Coordinate annotation entries
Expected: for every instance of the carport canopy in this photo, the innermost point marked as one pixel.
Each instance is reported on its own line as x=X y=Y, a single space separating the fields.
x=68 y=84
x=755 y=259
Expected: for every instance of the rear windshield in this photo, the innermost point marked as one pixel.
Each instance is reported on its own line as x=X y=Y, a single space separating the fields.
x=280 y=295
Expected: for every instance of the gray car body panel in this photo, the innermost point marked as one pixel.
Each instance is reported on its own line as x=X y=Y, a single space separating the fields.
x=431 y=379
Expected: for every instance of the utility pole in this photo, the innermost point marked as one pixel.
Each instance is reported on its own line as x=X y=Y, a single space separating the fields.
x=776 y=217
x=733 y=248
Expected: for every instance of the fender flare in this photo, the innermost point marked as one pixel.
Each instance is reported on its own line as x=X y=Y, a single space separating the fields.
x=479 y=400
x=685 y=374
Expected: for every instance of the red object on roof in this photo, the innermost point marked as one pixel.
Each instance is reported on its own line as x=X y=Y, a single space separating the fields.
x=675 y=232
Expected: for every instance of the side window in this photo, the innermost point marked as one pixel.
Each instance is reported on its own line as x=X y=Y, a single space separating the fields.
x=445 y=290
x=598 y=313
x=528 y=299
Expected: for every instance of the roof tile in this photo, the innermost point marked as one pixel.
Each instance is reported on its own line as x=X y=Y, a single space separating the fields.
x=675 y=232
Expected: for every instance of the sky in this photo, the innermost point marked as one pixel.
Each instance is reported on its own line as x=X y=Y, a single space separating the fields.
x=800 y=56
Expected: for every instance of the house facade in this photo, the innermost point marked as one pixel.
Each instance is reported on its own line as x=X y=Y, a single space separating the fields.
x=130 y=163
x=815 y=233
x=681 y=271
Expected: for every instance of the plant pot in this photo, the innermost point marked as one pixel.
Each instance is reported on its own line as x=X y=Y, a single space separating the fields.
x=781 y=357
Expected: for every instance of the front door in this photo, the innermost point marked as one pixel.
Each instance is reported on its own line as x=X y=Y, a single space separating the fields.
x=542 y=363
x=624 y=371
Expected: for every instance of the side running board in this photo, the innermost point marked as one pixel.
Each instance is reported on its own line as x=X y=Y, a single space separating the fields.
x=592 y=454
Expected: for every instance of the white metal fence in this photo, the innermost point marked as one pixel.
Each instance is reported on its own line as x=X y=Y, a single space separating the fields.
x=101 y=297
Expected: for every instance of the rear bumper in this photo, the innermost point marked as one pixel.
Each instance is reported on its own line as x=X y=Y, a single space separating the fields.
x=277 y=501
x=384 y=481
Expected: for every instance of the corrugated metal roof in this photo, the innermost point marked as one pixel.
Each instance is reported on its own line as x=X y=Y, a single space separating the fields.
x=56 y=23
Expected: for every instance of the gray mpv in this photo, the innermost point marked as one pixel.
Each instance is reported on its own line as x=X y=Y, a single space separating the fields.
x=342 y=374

Written problem
Copy all of the records above verbatim, line for line, from the first through the last.

Written response
Expected: for every instance of the carport canopy in this photo, the innermost point marked as one pixel.
Each instance is reported on its own line as x=X y=Y, a single space separating the fields.
x=68 y=84
x=755 y=259
Expected: for every instance of the rear windshield in this photo, the innermost point marked as one pixel.
Each instance is reported on its own line as x=X y=Y, a single space separating the fields.
x=280 y=295
Expected: for every instance of the gray car body panel in this photo, the innermost point marked as one pixel.
Each instance is reported on its own line as x=X y=Y, a single space separating the fields.
x=431 y=379
Expected: for every instance of the utility pole in this photo, the innermost point marked as one pixel.
Each instance is reported on its own line as x=X y=Y, a single space separating the fields.
x=776 y=217
x=733 y=248
Expected: for every instance of the fender flare in this photo, the innermost point marked as one pixel.
Each instance is reported on its own line as x=X y=Y, a single space separating the fields.
x=479 y=400
x=685 y=374
Expected: for every instance of the red object on roof in this photo, the innermost point marked as one pixel.
Each instance is reported on its own line as x=X y=Y, a single space separating the fields.
x=675 y=232
Expected: for every instance of the side window in this photo, the innermost point marked as one pixel.
Each instance is reported on its own line as x=X y=Y, a single space separating the fields.
x=445 y=290
x=598 y=313
x=528 y=299
Expected: for every instance of the roof tile in this photo, the innermost point marked as one pixel.
Each instance is reported on its own line as x=X y=Y, a single space separating the fields.
x=675 y=232
Expected: for every instance of the sky in this photo, the innermost point marked as one pixel.
Each instance is reported on its own line as x=X y=Y, a single space separating the fields.
x=800 y=56
Expected: for every instance of the house facade in this photo, the innermost point marked as one pixel.
Each instance is reported on its own line as x=X y=Y, a single space separating the fields.
x=130 y=163
x=815 y=233
x=681 y=271
Expected: for every instance of the plant pot in this photo, the innermost point marked as one pixel.
Each instance is reported on its own line as x=X y=Y, a single space separating the fields.
x=781 y=357
Expected: for every instance of the front door in this photo, the innermost point marked as one pixel.
Each instance is reported on its own line as x=X y=Y, a single space separating the fields.
x=542 y=363
x=624 y=371
Expected: for every instance of the side running board in this photo, the innermost point marked as one pixel.
Each instance is reported on its own line as x=X y=Y, a single space separating the fields.
x=592 y=454
Expected: for every instance of the white metal fence in this photo, the innermost point marked as one pixel.
Each instance is reported on its own line as x=X y=Y, a single space separating the fields.
x=101 y=297
Expected: for every instance of the rear bumper in this photo, the innermost point marked as one pixel.
Each instance is reported on its own line as x=X y=Y, a single space separating the fields.
x=277 y=501
x=384 y=481
Expected: for every instance of the corrugated metal roof in this photo, the innermost point marked as one pixel.
Each instance is reported on its own line as x=X y=Y, a single space separating the fields.
x=56 y=23
Expected: for every instance of the gray mpv in this photo, the innermost point marked as one pixel.
Each instance is reported on its own line as x=X y=Y, a single space separating the fields.
x=342 y=374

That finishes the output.